- Problems to work on
a: Answer these questions from the passage on the Dhaka lift death:
(i) On which floor did Alvira Rahman live with her parents?
(ii) Apart from repairing the lift sensors, what else do residents say the building authorities did not provide?
(iii) In the late 2017 case, from which floor did the elevator operator fall?
b: Copy from the passage on the Dhaka lift death the part that opens with the words containing "Residents of the building angrily" and closes with "building authorities either.".
c: Decide whether each statement agrees with the passage on the Dhaka lift death. Answer yes or no and quote the words that settle it.
(i) The apartment complex where Alvira lived was called Green Peace.
(ii) Alvira was pronounced dead at her home.
(iii) The building authorities intended to harm the residents.

----- Passage shown -----

On 29 March 2018, a seven year old child was killed due to a lift malfunction in her own home in Shantinagar, Dhaka. The victim, Alvira Rahman, lived with her parents in a flat on the 14th floor of the apartment complex named Green Peace. As Alvira was leaving the lift, the doors suddenly closed in on her, trapped her from both sides and bean moving upwards, in response to a lift call from an upstairs apartment. Alvira, with the little strength she could muster, tried to push the doors aside but to no avail since the sensors were not functioning. Ultimately she had her head smashed on the roof of the lift. Her parents rushed her to the hospital where she was pronounced dead.
Residents of the building angrily blamed the building authorities for not taking any step to repair the non-functional lift sensors despite receiving repeated warnings and complaints from them. They also pointed out that no liftmen were provided by the building authorities either.
Lift accidents in Dhaka should come as no surprise to anyone since the lack of maintenance of old lifts or the failure to repair faulty lifts. Just a few months back in late 2017, an elevator operator similarly died after falling from the fifth floor to the basement of an RMG factory in Savar since the lift door opened in response to his pressing the lift button without the lift actually arriving. Lift deaths and injuries like this serve as a classic example of why there is an excruciating need for the enforceability of tort of negligence in Bangladesh. This is because tragic deaths such as these are not the result of intentional wrongdoing (in the sense that the building authorities did not have an intention to kill or injure residents of the building) and therefore do not fit squarely with the standard common law test of criminal liability.

----- Extracted information -----

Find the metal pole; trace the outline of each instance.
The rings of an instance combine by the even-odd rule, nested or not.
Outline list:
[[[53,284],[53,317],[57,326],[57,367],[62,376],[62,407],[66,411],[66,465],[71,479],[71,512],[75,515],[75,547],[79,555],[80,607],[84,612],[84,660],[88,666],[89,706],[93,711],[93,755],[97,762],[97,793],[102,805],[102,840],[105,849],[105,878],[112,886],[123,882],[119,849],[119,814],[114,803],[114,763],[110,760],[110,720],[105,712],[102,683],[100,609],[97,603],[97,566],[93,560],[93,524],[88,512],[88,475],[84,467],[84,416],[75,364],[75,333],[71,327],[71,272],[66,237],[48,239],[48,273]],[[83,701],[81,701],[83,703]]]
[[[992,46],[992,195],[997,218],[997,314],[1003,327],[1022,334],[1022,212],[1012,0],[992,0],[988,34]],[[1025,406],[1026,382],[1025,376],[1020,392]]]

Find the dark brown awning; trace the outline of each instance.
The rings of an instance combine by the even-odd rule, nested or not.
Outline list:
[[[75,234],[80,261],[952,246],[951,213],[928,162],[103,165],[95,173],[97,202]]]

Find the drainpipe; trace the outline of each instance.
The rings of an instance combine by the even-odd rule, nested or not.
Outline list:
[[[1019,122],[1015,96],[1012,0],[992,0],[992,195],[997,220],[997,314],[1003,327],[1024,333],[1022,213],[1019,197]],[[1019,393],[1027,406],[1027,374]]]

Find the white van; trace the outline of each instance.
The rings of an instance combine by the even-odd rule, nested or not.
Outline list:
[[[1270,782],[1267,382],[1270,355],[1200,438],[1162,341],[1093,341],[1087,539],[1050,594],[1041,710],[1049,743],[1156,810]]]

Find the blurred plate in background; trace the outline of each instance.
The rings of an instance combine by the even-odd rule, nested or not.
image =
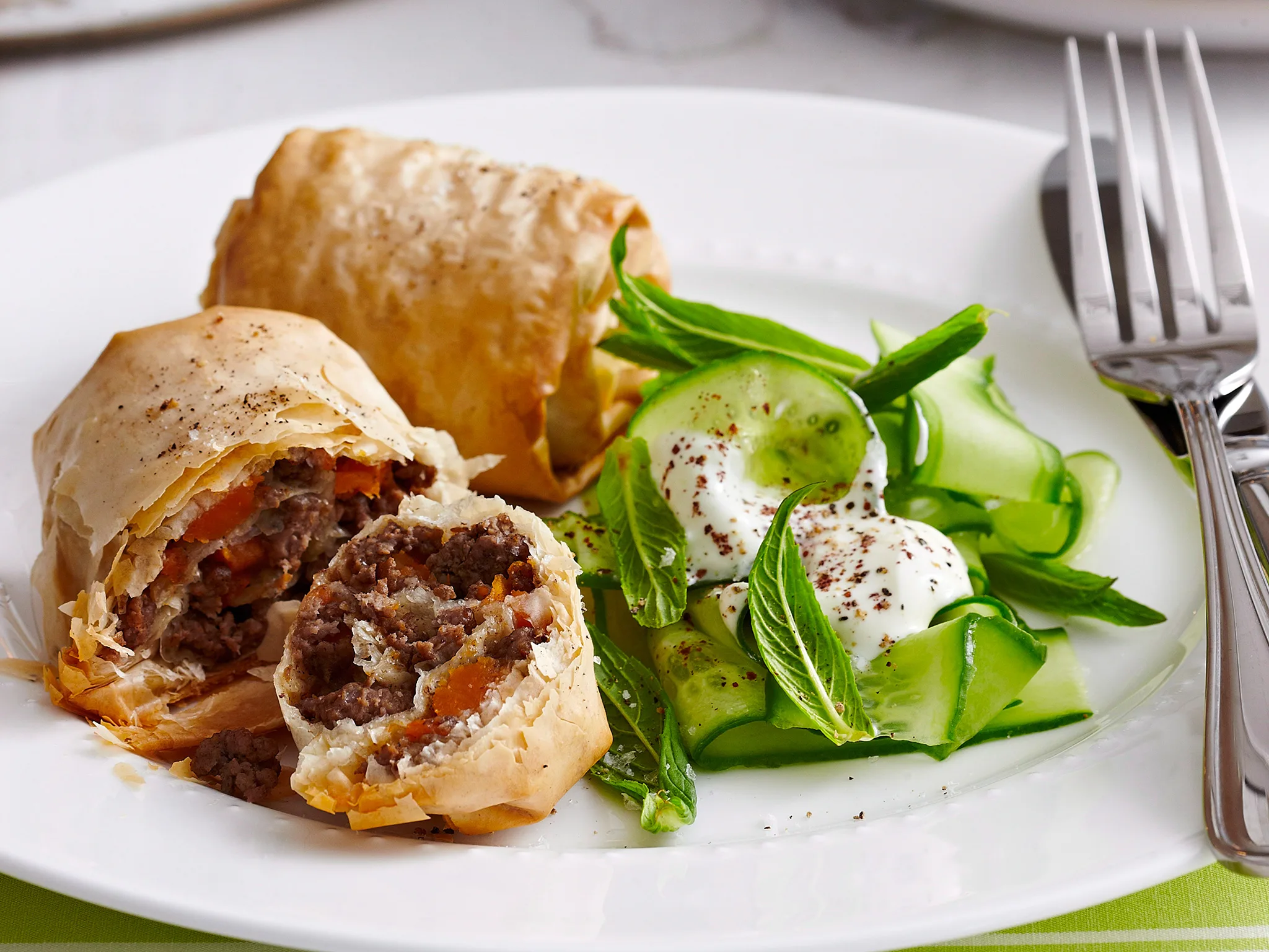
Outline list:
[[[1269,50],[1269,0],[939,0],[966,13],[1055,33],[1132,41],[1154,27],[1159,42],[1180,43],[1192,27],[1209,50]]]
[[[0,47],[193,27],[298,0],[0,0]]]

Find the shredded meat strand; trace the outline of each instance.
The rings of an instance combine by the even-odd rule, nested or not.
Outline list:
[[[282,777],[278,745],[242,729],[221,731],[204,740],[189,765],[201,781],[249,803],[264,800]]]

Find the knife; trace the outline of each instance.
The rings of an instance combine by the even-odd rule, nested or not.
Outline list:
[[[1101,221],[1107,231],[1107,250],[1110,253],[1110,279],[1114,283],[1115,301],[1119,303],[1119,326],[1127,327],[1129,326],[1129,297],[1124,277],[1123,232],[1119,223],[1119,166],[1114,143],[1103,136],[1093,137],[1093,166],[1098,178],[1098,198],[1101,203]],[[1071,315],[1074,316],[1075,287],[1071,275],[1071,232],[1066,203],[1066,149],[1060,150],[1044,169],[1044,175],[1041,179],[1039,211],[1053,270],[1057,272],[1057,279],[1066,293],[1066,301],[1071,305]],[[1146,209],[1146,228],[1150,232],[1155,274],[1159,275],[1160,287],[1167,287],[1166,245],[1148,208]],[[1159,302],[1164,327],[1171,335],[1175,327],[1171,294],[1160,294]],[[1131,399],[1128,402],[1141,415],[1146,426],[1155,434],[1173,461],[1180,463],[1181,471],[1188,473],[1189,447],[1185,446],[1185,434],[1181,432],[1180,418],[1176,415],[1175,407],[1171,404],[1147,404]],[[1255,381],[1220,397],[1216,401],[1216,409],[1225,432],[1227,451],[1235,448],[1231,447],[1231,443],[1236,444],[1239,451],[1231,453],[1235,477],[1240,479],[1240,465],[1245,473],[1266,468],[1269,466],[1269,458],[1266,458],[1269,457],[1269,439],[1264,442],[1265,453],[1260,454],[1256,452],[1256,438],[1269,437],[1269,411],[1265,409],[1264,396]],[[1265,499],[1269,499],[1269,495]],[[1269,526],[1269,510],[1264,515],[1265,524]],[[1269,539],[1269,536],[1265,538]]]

-----

- Solutions by task
a:
(i) The 14th floor.
(ii) Liftmen.
(iii) The fifth floor.

b:
Residents of the building angrily blamed the building authorities for not taking any step to repair the non-functional lift sensors despite receiving repeated warnings and complaints from them. They also pointed out that no liftmen were provided by the building authorities either.

c:
(i) Yes: "the apartment complex named Green Peace"
(ii) No: "Her parents rushed her to the hospital where she was pronounced dead."
(iii) No: "the building authorities did not have an intention to kill or injure residents of the building"